**Objetivo da tarefa:** Edite o texto sobre Euclydes da Cunha, começando em "Externado a esse" e terminando em "- replicou Agrippino.". Reproduza esse trecho com "sociólogo" substituído por "escritor".

---- Texto do documento

Externado a esse respeito nosso pensamento, eis o que nos respondeu:
- "De fato. As páginas de Euclydes da Cunha deverão
ser relidas sempre. Pelo contrário, importaria em empobrecer
a nossa cultura e seria um roubo iníquio ao maior dos gênios
da nossa prosa. De resto, basta correr as primeiras linhas do volume
para sentir o irresistivel influxo desse sociólogo, do qual
se pode verdadeiramente dizer que arrasta os leitores pelos cabelos
e os leva até onde queira levá-los. As palavras de
Euclydes como que saem de uma boca que ainda respira junto de nós".
- Mas há quem aponte defeitos nesse livro - arriscamos.
- "Pouco importam humaníssimos defeitos - replicou Agrippino.
O caso é que não há exagero em assegurar-se
que a grande literatura do Brasil parou em 1902, data da aparição
dessa maravilhosa sinopse da nossa terra e do nosso povo. "O
Guarani", as "Espumas Flutuantes" e "Os Sertões"

--------
---- Dados fornecidos

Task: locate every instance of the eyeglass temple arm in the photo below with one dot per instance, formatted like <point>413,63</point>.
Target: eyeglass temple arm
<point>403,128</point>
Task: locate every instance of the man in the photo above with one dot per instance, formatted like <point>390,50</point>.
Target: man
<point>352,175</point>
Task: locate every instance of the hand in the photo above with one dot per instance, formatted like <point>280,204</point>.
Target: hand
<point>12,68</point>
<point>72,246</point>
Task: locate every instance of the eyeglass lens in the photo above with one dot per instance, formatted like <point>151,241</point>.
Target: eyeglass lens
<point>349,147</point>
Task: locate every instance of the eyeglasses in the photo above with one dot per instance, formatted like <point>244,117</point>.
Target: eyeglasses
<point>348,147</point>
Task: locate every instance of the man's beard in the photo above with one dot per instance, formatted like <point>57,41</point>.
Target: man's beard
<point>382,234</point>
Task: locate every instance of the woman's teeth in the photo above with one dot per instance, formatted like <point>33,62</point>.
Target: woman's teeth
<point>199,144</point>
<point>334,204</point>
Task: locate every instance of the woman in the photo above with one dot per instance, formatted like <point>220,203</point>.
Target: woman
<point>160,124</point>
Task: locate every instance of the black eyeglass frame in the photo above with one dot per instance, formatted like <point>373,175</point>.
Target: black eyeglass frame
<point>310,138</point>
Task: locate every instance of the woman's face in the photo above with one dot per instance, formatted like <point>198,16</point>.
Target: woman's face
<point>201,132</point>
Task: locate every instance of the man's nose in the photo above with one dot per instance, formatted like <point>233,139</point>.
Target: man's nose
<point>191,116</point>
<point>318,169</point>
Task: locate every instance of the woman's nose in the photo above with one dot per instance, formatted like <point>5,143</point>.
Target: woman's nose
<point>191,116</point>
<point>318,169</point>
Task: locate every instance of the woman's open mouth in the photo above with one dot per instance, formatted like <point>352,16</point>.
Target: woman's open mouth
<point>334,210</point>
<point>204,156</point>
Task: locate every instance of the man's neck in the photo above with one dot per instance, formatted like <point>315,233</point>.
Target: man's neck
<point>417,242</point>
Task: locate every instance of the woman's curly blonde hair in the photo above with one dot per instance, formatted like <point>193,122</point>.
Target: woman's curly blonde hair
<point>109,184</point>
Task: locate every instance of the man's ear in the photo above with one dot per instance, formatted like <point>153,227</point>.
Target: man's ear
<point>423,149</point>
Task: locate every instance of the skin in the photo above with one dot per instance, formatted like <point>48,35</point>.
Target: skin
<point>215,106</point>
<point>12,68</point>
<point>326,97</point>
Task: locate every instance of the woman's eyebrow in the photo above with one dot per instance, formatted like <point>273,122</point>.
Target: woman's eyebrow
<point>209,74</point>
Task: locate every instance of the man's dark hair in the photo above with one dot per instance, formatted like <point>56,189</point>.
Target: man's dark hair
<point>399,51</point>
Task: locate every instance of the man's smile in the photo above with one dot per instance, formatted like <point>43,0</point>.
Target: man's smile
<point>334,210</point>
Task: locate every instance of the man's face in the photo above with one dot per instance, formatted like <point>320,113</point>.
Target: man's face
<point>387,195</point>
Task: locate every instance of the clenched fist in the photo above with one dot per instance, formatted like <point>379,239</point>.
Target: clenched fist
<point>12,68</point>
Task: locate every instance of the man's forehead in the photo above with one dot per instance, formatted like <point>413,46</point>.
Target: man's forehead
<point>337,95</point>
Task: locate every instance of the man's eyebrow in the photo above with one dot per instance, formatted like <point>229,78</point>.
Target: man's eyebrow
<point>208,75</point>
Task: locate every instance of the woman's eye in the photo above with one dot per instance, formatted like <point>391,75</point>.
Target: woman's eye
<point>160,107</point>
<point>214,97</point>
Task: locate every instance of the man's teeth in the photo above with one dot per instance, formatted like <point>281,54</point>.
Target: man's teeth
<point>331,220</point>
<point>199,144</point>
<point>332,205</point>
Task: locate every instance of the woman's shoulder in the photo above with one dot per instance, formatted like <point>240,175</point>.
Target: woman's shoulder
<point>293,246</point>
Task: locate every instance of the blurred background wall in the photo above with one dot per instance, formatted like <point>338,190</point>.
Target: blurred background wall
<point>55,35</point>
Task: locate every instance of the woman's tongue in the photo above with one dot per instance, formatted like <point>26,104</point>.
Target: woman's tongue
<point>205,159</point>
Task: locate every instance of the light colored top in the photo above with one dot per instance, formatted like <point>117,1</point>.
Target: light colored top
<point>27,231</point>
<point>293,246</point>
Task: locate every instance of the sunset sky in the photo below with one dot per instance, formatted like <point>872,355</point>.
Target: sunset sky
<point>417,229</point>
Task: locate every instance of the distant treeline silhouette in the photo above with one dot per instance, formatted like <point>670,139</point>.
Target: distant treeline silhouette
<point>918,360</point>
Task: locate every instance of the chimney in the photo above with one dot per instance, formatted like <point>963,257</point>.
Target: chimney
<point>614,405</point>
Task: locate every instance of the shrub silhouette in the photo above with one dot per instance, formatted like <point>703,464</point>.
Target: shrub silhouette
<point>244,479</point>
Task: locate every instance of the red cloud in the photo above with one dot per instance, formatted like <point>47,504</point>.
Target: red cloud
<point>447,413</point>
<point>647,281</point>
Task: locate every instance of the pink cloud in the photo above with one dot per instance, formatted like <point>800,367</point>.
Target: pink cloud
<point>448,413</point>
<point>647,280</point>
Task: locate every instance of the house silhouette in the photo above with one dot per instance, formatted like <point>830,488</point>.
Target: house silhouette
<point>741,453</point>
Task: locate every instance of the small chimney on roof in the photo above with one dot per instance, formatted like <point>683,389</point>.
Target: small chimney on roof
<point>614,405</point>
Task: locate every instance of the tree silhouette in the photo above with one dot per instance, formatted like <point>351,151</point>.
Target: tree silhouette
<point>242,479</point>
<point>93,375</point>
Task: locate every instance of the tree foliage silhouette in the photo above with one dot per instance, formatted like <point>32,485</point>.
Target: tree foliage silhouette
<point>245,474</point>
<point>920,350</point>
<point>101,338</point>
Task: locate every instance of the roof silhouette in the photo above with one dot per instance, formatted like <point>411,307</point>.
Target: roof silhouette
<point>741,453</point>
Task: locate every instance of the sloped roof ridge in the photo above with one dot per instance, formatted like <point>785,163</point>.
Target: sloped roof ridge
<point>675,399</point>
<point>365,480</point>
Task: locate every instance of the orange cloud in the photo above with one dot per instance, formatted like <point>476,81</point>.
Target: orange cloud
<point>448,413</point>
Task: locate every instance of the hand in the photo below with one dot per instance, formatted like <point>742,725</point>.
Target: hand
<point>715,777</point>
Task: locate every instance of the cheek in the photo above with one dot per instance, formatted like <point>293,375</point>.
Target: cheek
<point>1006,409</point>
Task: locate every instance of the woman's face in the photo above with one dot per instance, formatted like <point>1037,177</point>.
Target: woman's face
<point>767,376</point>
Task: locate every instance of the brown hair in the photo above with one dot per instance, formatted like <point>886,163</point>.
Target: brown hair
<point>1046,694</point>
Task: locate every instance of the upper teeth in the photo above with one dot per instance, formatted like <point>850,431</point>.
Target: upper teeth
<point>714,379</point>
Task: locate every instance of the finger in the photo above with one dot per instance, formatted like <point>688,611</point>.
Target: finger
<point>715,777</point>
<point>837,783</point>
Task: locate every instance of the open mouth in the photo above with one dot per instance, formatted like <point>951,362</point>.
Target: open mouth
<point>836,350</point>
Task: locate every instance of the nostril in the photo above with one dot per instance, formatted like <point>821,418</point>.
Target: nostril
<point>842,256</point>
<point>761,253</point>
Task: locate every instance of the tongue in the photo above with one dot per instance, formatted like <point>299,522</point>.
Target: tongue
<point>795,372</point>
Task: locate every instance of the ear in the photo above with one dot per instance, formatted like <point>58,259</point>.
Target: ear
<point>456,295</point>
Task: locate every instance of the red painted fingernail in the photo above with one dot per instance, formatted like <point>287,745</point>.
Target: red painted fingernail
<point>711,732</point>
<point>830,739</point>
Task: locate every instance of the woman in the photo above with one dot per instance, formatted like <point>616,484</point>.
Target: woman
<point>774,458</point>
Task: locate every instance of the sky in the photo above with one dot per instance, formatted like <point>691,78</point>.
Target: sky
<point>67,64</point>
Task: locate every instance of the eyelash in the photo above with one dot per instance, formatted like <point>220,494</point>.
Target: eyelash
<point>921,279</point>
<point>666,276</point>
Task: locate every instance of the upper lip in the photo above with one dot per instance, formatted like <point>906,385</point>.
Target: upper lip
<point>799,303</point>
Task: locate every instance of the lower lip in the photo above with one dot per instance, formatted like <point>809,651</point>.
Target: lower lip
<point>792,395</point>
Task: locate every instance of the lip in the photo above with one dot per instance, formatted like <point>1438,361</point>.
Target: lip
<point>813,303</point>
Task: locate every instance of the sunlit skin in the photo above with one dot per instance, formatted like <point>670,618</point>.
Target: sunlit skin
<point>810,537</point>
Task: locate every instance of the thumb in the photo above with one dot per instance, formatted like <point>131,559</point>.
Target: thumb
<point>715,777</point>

--------

**Resposta:**
Externado a esse respeito nosso pensamento, eis o que nos respondeu:
- "De fato. As páginas de Euclydes da Cunha deverão
ser relidas sempre. Pelo contrário, importaria em empobrecer
a nossa cultura e seria um roubo iníquio ao maior dos gênios
da nossa prosa. De resto, basta correr as primeiras linhas do volume
para sentir o irresistivel influxo desse escritor, do qual
se pode verdadeiramente dizer que arrasta os leitores pelos cabelos
e os leva até onde queira levá-los. As palavras de
Euclydes como que saem de uma boca que ainda respira junto de nós".
- Mas há quem aponte defeitos nesse livro - arriscamos.
- "Pouco importam humaníssimos defeitos - replicou Agrippino.